▶ **TEXT BLOCK**:

Creativity is critical to producing superior results in any field, whether it’s the arts, sciences, or technology. The same can be said for alternative data analysis.
The most successful data scientists apply creativity by thinking out of the box when analyzing information to solve challenging problems or understand human behavior. From investment decisions to public policy and market research, creative use of alternative data is becoming key to unlocking valuable insights and gaining a competitive edge in the industry.
Alternative Data Pioneers
Digital data comes from many sources; however, none has transformed the economic and business landscape as profoundly as alternative data. As a creative endeavor, alternative data revolutionized financial analysis and investment strategies.
Several years ago, some investment firms started using new sources of digitized information instead of relying on traditional ones like government reports and company financial statements. The alternatives included satellite imagery, credit card transaction data, mobile app data, and public web intelligence. When combined with traditional sources, alternative data led to unique and timely insights that gave forward-thinking investment professionals greater returns.

▶ **SOURCE MATERIAL**:

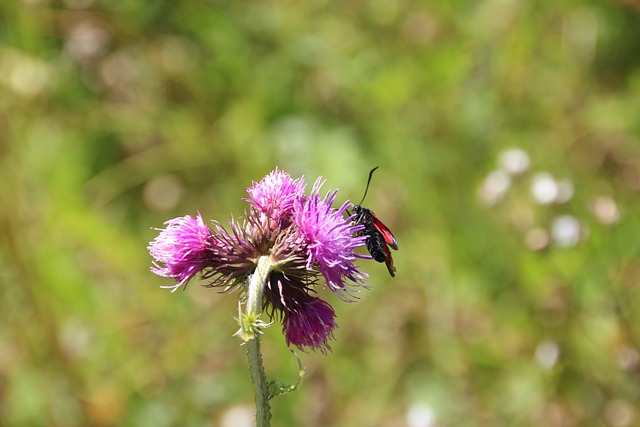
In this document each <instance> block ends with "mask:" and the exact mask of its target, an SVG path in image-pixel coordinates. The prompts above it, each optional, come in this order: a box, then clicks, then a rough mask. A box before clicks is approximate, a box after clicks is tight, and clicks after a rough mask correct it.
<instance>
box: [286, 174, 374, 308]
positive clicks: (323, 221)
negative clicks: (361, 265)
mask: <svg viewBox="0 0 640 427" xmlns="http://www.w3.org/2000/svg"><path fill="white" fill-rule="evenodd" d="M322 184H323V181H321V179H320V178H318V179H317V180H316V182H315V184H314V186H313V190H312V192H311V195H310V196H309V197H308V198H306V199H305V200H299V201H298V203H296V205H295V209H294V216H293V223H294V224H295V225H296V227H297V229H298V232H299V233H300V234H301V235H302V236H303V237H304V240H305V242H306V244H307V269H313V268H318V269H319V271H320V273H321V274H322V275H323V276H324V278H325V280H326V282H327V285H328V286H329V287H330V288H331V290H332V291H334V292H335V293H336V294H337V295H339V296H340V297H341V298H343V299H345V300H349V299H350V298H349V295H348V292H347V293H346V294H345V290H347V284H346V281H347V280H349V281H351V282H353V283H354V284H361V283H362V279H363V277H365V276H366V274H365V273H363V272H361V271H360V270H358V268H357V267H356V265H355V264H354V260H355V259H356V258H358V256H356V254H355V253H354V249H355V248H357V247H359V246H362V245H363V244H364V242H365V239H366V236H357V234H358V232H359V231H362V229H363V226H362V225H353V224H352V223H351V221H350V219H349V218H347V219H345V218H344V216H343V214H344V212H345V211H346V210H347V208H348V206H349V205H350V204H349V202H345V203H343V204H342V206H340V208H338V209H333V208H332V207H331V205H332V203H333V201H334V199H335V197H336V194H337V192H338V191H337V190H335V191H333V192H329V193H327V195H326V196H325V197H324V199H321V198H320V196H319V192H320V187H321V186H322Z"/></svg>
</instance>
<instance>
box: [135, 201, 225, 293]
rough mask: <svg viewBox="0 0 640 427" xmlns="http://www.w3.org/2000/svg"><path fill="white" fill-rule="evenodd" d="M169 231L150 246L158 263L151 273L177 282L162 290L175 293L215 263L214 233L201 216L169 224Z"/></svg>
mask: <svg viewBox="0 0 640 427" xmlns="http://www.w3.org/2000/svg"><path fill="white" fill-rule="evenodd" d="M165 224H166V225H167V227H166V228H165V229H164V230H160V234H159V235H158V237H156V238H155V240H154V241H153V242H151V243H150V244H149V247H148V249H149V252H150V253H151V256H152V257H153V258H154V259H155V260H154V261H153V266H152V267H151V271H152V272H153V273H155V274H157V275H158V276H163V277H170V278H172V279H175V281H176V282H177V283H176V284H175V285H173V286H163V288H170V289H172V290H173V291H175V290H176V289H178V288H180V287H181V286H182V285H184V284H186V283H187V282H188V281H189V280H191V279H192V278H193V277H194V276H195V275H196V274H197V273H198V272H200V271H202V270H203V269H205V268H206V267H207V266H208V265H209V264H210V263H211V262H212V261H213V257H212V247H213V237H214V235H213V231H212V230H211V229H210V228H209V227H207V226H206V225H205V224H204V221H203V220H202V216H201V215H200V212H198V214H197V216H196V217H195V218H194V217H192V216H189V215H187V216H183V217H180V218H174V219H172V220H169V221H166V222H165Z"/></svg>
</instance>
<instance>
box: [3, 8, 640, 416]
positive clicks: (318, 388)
* * *
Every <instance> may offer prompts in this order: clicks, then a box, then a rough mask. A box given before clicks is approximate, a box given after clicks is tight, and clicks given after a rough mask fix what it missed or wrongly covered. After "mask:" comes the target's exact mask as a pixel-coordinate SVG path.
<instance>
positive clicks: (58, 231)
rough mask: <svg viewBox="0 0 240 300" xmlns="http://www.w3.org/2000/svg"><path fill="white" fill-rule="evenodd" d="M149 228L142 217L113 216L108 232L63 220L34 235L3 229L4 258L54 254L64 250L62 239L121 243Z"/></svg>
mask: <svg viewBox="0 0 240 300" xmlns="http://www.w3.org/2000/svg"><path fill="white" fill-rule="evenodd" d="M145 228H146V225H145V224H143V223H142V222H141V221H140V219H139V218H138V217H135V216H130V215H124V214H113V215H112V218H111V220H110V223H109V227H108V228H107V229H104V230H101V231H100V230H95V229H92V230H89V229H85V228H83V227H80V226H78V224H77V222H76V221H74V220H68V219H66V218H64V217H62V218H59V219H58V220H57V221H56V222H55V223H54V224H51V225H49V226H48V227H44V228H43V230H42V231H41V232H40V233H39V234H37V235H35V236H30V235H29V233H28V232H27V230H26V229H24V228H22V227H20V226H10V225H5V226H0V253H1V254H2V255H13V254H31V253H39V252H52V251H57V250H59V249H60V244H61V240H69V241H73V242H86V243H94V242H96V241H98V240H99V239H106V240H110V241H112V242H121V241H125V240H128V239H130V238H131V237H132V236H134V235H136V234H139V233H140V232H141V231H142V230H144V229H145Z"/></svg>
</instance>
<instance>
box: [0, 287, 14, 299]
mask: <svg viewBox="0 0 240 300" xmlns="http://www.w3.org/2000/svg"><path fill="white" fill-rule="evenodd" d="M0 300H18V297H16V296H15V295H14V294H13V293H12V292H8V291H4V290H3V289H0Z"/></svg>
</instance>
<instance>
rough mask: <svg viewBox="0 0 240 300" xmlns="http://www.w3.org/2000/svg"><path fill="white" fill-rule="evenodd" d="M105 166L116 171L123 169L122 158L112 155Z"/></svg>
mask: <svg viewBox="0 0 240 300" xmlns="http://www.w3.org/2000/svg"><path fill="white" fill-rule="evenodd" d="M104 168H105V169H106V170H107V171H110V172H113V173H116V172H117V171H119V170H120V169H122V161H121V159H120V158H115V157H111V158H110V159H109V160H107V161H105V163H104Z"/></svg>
---
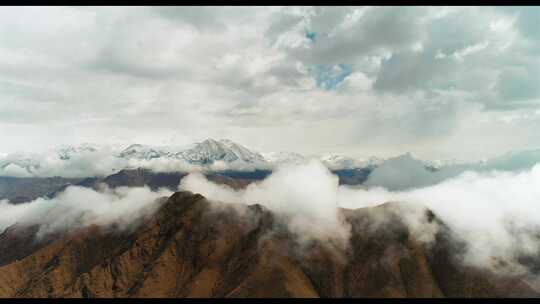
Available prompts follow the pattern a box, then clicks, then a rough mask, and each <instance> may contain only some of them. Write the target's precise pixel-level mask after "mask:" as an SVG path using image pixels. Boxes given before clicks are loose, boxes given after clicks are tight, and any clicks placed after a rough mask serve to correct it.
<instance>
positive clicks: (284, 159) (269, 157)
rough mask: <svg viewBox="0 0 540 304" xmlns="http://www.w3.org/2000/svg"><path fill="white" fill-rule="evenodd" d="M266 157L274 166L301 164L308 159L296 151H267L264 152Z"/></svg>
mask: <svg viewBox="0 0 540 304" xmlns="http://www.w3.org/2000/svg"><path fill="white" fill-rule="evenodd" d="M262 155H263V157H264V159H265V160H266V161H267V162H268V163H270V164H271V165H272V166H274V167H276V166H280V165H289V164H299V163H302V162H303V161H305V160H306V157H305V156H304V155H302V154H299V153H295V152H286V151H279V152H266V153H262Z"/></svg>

▶ **EXERCISE**:
In the text on alternative data, which traditional sources did investment firms rely on before turning to new digitized information?

▶ **WRITTEN SOLUTION**:
Government reports and company financial statements.